■ AIM OF THE EXERCISE ■
Exactly reproduce the entries, dropping any pictures from your copy.

■ ENTRIES ■
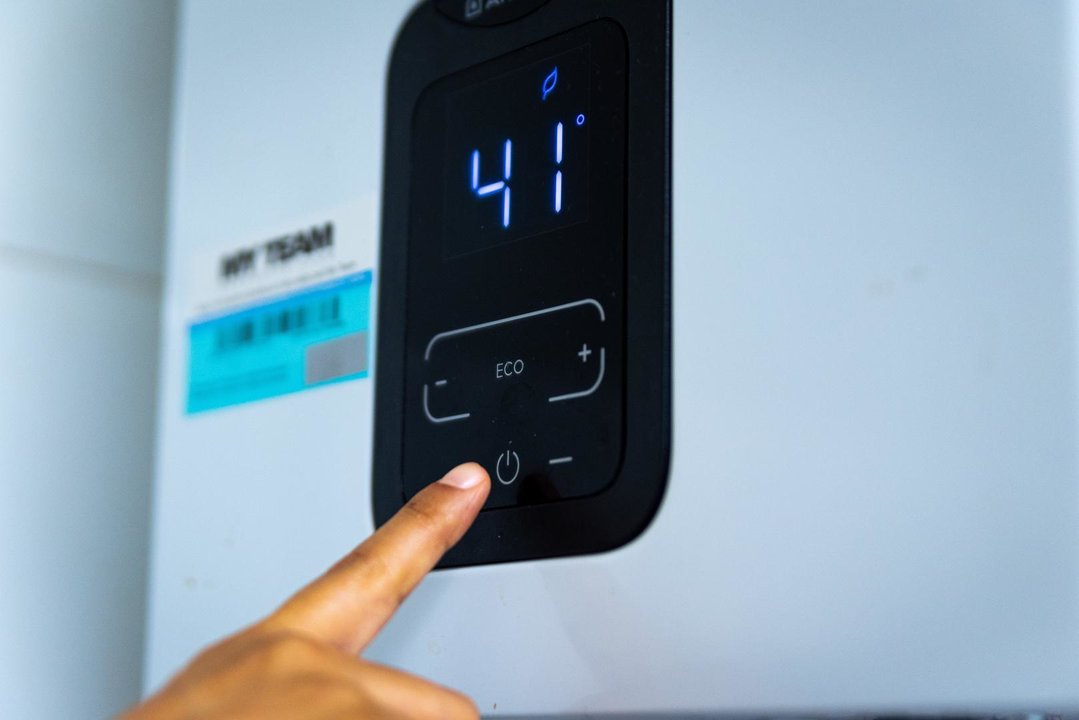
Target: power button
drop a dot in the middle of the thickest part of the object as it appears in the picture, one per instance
(508, 466)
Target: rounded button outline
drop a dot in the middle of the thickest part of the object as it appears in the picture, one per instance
(510, 458)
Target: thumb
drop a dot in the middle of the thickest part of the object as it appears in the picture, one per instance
(349, 605)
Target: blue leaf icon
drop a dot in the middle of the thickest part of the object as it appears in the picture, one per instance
(549, 82)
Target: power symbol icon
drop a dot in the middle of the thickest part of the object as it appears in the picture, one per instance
(507, 467)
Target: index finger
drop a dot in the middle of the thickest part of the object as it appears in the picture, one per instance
(350, 603)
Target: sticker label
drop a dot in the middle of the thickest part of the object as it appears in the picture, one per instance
(312, 337)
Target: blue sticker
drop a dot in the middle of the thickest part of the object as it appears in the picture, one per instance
(315, 337)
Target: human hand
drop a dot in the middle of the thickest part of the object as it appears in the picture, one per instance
(301, 662)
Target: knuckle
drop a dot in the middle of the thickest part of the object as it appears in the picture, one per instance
(285, 650)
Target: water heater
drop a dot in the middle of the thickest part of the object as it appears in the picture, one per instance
(762, 315)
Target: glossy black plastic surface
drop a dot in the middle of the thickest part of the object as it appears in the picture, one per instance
(541, 350)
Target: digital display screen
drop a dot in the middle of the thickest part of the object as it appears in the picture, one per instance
(517, 255)
(517, 153)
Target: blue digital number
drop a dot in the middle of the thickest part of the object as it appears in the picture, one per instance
(558, 174)
(499, 186)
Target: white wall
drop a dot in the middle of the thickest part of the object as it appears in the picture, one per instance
(84, 113)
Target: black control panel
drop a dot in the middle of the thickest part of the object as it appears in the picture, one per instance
(524, 280)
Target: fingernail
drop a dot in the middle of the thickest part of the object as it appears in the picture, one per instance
(464, 476)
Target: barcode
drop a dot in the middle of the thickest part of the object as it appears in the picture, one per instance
(323, 313)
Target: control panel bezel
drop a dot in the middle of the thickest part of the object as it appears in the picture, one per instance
(431, 48)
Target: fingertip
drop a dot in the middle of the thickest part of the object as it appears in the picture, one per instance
(465, 476)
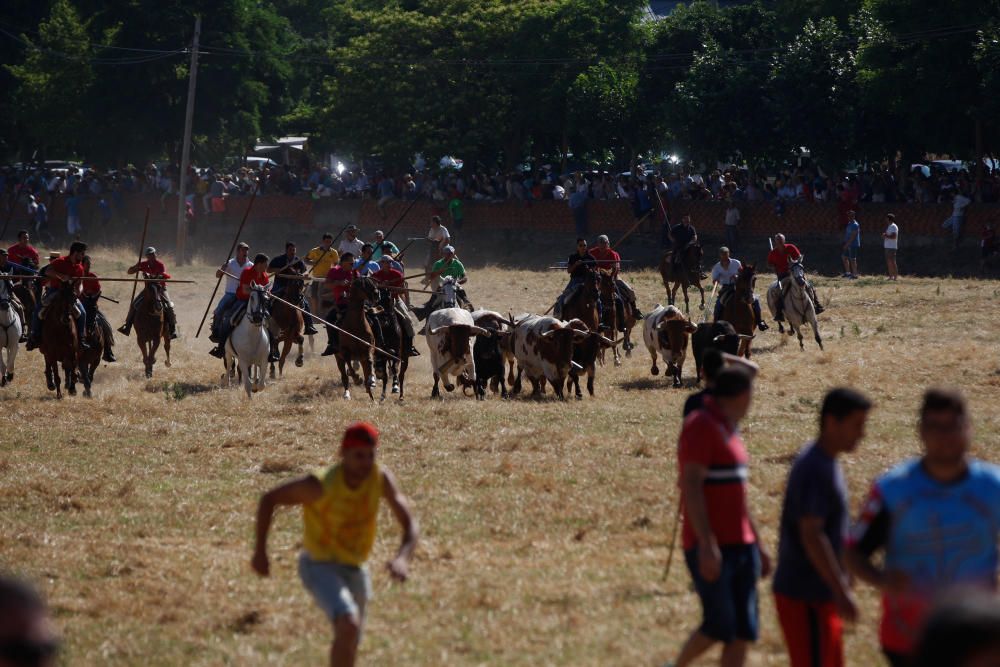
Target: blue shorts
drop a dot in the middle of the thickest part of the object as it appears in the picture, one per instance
(338, 589)
(729, 604)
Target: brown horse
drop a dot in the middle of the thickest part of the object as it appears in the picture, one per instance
(287, 325)
(738, 311)
(351, 350)
(151, 327)
(690, 274)
(59, 341)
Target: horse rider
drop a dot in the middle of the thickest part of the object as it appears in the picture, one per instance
(322, 258)
(339, 280)
(255, 274)
(234, 267)
(15, 303)
(365, 265)
(351, 243)
(608, 259)
(580, 266)
(779, 258)
(724, 274)
(90, 295)
(68, 268)
(382, 247)
(389, 277)
(151, 267)
(290, 264)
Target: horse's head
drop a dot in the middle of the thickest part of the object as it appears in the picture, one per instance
(257, 310)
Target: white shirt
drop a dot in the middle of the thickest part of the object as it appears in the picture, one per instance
(353, 247)
(726, 276)
(235, 268)
(892, 243)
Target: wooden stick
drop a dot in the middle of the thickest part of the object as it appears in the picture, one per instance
(142, 246)
(232, 249)
(632, 229)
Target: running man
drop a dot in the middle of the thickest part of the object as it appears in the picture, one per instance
(339, 511)
(812, 590)
(935, 518)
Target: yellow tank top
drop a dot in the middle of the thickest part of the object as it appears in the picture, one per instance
(340, 525)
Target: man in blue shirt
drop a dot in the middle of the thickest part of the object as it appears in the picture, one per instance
(852, 244)
(811, 586)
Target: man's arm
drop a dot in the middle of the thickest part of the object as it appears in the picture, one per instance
(297, 492)
(693, 486)
(828, 567)
(400, 565)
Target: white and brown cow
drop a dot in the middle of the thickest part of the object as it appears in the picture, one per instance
(543, 347)
(665, 332)
(449, 338)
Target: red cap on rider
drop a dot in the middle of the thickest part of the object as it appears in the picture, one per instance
(360, 434)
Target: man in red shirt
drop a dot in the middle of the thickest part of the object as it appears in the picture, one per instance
(255, 274)
(339, 279)
(22, 252)
(89, 296)
(66, 269)
(388, 277)
(780, 256)
(721, 543)
(151, 267)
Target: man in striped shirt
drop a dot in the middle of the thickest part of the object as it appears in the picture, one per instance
(721, 543)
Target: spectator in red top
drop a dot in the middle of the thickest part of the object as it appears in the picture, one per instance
(66, 269)
(22, 252)
(151, 267)
(721, 543)
(339, 279)
(255, 274)
(781, 254)
(91, 293)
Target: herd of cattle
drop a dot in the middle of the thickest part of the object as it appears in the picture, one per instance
(548, 350)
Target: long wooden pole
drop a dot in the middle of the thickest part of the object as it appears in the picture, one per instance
(232, 249)
(142, 246)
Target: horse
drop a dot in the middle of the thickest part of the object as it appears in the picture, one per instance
(799, 307)
(350, 349)
(738, 310)
(248, 345)
(689, 275)
(59, 341)
(286, 325)
(391, 336)
(151, 327)
(10, 334)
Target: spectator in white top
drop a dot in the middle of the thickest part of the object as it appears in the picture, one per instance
(350, 243)
(891, 242)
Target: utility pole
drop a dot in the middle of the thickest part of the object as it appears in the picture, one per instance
(186, 149)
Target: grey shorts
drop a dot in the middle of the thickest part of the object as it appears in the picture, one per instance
(338, 589)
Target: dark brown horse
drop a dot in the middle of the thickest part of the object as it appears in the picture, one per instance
(350, 349)
(151, 327)
(688, 274)
(287, 324)
(738, 311)
(59, 341)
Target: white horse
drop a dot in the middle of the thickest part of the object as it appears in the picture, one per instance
(799, 307)
(248, 345)
(10, 334)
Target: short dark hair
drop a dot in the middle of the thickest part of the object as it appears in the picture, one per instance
(732, 381)
(841, 402)
(943, 400)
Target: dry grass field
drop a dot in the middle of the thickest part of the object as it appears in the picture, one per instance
(545, 524)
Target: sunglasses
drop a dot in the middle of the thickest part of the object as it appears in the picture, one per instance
(28, 653)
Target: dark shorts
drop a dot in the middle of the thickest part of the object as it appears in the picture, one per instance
(729, 604)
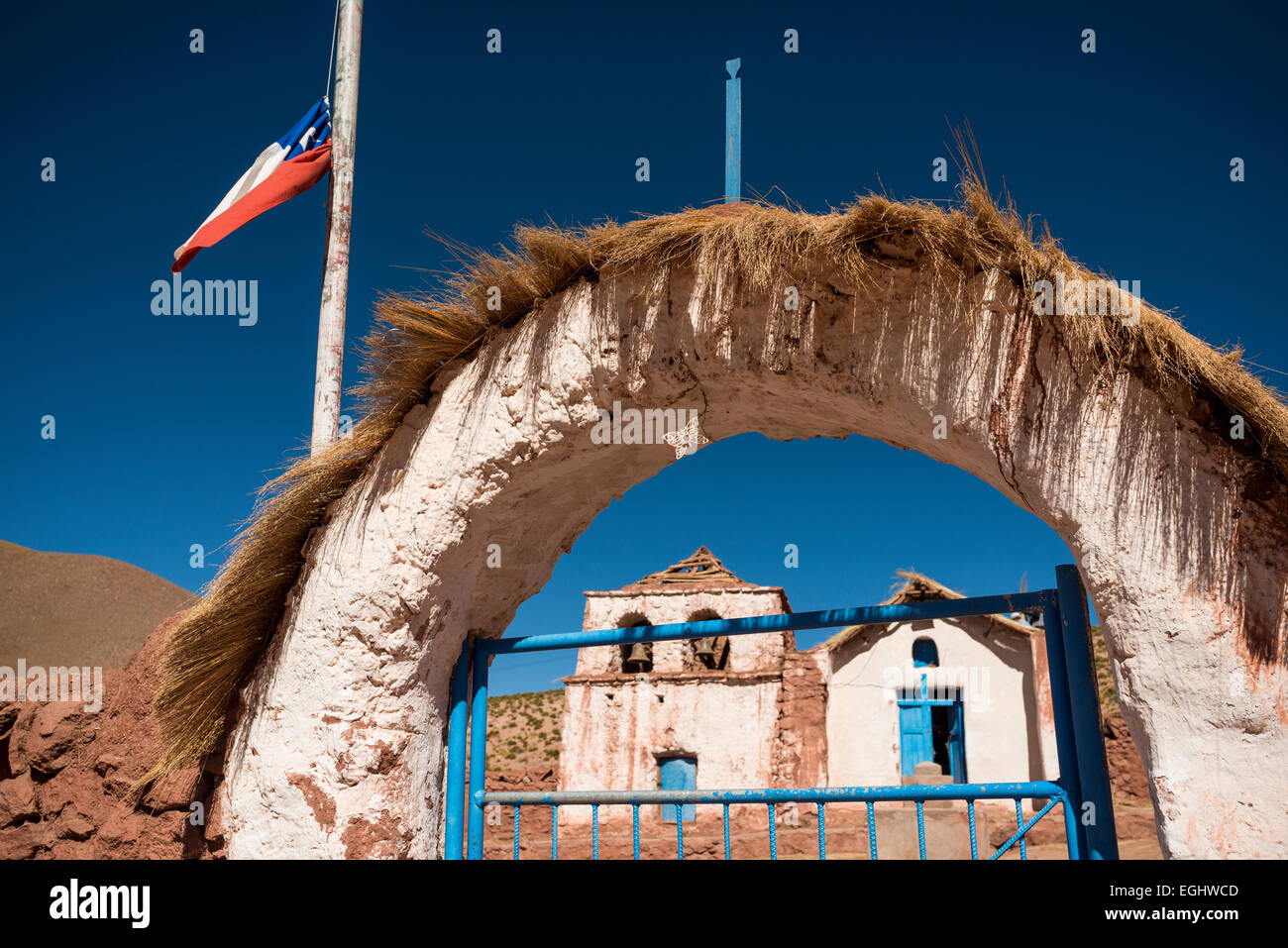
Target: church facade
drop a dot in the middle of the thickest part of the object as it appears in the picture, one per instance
(864, 707)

■ FULL OUTPUT ■
Target: power button
drop a dot in the middle of the thickest part of the object as it appears in the picture, one per instance
(508, 466)
Target: rounded button outline
drop a dot in the middle of the thickest part of the object as it appears in the picture, one per instance
(510, 458)
Target: thumb
drop a dot in the middle of the thickest part of the object as it appears in the picture, one per instance
(349, 605)
Target: blue leaf icon
drop a dot in the middle of the thickest part of the object as it appears in the picture, one per instance
(549, 82)
Target: power symbol icon
drop a dot in the middle of the thickest part of the object as it appears in the picture, one per instance
(507, 467)
Target: index finger
drop a dot in the middle of the thickest part of the object as it appears in the picture, one per instance
(350, 603)
Target: sticker label
drop a dot in the middle of the thickest part of the object as it appears in the picture, one per instance
(312, 337)
Target: blue sticker
drop a dot in the middle of the thickest part of the object as it appears in the picture, one per instance
(315, 337)
Target: human hand
drop a dot in the middle of the thickest part of the object as it appears in the picture, one per instance
(301, 662)
Target: knuckle
drop a dot in the middle of the thickest part of the object as it appears in the picture, one per instance
(285, 650)
Target: water heater
drop a dot in the middle of the thickest part of the object as it appears in the picture, one per instance
(762, 315)
Target: glossy black plastic surface
drop a dot in the middle of the thickest part of the object as it appears in the picture, one per instance
(541, 350)
Target: digital display screen
drop a dot in the middle of the thickest part of the object as it appears in the picture, one per instance
(517, 255)
(517, 153)
Target: blue digital number
drop a dot in the middle of the thickest part of the object as it appears in the picture, one per instance
(558, 174)
(499, 186)
Target: white wall
drop a dot in the middle of the thickest part of the object as it appears in the picture, one per instance
(84, 113)
Target: black control panel
drop a dot in the middle of the thickest part of the object as it appears in the picture, one per instance
(524, 280)
Target: fingernail
drop a dot in the middle of the thickest part of the object as it appears in the picture, one per instance
(464, 476)
Target: barcode
drop a dot in the middle of the thickest part of the object as it appears in the picture, one per instance
(323, 313)
Target: control panel bezel
drop a dot in the middle of the thickest part of the object as it appears in the picture, one per instance
(431, 48)
Target: fingertip
drop a dot in the middle of the thickest part of the object as it appears in the picture, one per instance
(465, 476)
Target: blue shorts
drop a dot in the middle of the thickest part of the object as it appears in the picture, one per instance
(338, 589)
(729, 604)
Target: brown horse
drop a dot in the middle of the thickest part of the object as it appears in the picture, one per instance
(287, 325)
(738, 311)
(351, 350)
(151, 327)
(690, 274)
(59, 341)
Target: horse rider
drop a dot in the middle of the thickest part of the object as it appears in the picture, one per instance
(322, 258)
(339, 280)
(255, 274)
(234, 267)
(15, 303)
(365, 265)
(351, 243)
(608, 259)
(580, 266)
(779, 258)
(724, 274)
(90, 295)
(68, 268)
(382, 247)
(389, 277)
(151, 267)
(290, 264)
Target: horse's head
drop a dot in the middle of the thickest part of the object as it appears in the picture, one per instance
(257, 310)
Target: white shirt
drop a dot in the middle of the thickest part of the object as it appears in the picture, one per instance
(353, 247)
(726, 276)
(235, 268)
(892, 243)
Target: wooden stick
drop a dot in the middle of the thickest part of the object as it appears in the picture, one per instance
(142, 246)
(232, 249)
(632, 229)
Target: running man
drop a dot in the middle of the thickest part of the object as it appears in the picture, one per instance
(339, 511)
(812, 590)
(935, 518)
Target: yellow tank top
drop a dot in the middle of the thickest part of the object as it appears in the picture, one per instance
(340, 525)
Target: man in blue shirt
drop a dot in the middle of the thickest part of the object as it appears in the picture, one per instance
(852, 244)
(811, 586)
Target: man's arm
drop a dot in the middle of the thickest part of the object as it appears in the picture, one per instance
(297, 492)
(693, 486)
(828, 567)
(400, 565)
Target: white and brown cow
drop a dot in the middle of the thickest part of the object as it appears in the picture, one per instance
(543, 347)
(665, 332)
(449, 338)
Target: red cap on rider
drop a dot in the middle of the thickest part of the object as it appears in the picture, one per instance
(360, 434)
Target: man in red shirt
drop a dot in the middle of the thickest part of the object as it appears in the picture, one per instance
(255, 274)
(339, 279)
(22, 252)
(89, 296)
(66, 269)
(388, 277)
(780, 256)
(721, 543)
(151, 267)
Target: man in striped shirt
drop a dot in the middle of the thickest part of the object as it appears in the picture, one per instance
(721, 543)
Target: spectator in red top
drop a dot in the middle of the thickest part of the object as it appears in the picture, one per instance
(66, 269)
(22, 252)
(151, 267)
(721, 543)
(339, 279)
(255, 274)
(781, 254)
(91, 293)
Target: herd of cattle
drop a dot in the middle of the thickest part of the object as it appears in the picture, one per instance
(548, 350)
Target: long wooden pole
drop a dot in the middle of the thickest part of the object as it appears in the picture, one per instance
(232, 249)
(142, 246)
Target: horse
drop a dot in the middle of the thickest part of the object as it appears in the picture, one per instance
(799, 307)
(350, 349)
(738, 310)
(248, 345)
(689, 275)
(59, 341)
(286, 325)
(391, 336)
(151, 327)
(10, 334)
Target: spectator in white top
drop a dot in the middle of the thickest part of the object as it appears in the picture, one per instance
(350, 243)
(891, 242)
Target: utility pole
drop a dot in the middle of the thickest part of the object as it appears in the picture, one per instance
(186, 149)
Target: grey shorts
drop a dot in the middle of the thickest part of the object as it appears in the picture, one per instance
(338, 589)
Target: dark brown horse
drop a dot in the middle of the thickest part of the object as it appears in the picture, one per instance
(350, 349)
(151, 327)
(688, 274)
(287, 324)
(738, 311)
(59, 341)
Target: white horse
drop a dot in the middle of the thickest part of the object as it appears in the picture, one per instance
(799, 307)
(248, 345)
(10, 334)
Target: short dark hair
drop a dot in the middle of the thickest part of the object as it appears in the picture, one per instance
(732, 381)
(841, 402)
(943, 400)
Target: dry grass field
drop a dot in the middle of the thickest part of the object as it appears in the picture, one per instance
(545, 524)
Target: sunglasses
drop a dot in the middle of the thickest part of the object as it appears in the picture, one per instance
(28, 653)
Target: dark shorts
drop a dot in the middle of the thickest part of the object as it appears in the picture, one per instance
(729, 604)
Target: church facade
drop a dot in the middle of the thickest part of the object as it appears in the picture, one per instance
(864, 707)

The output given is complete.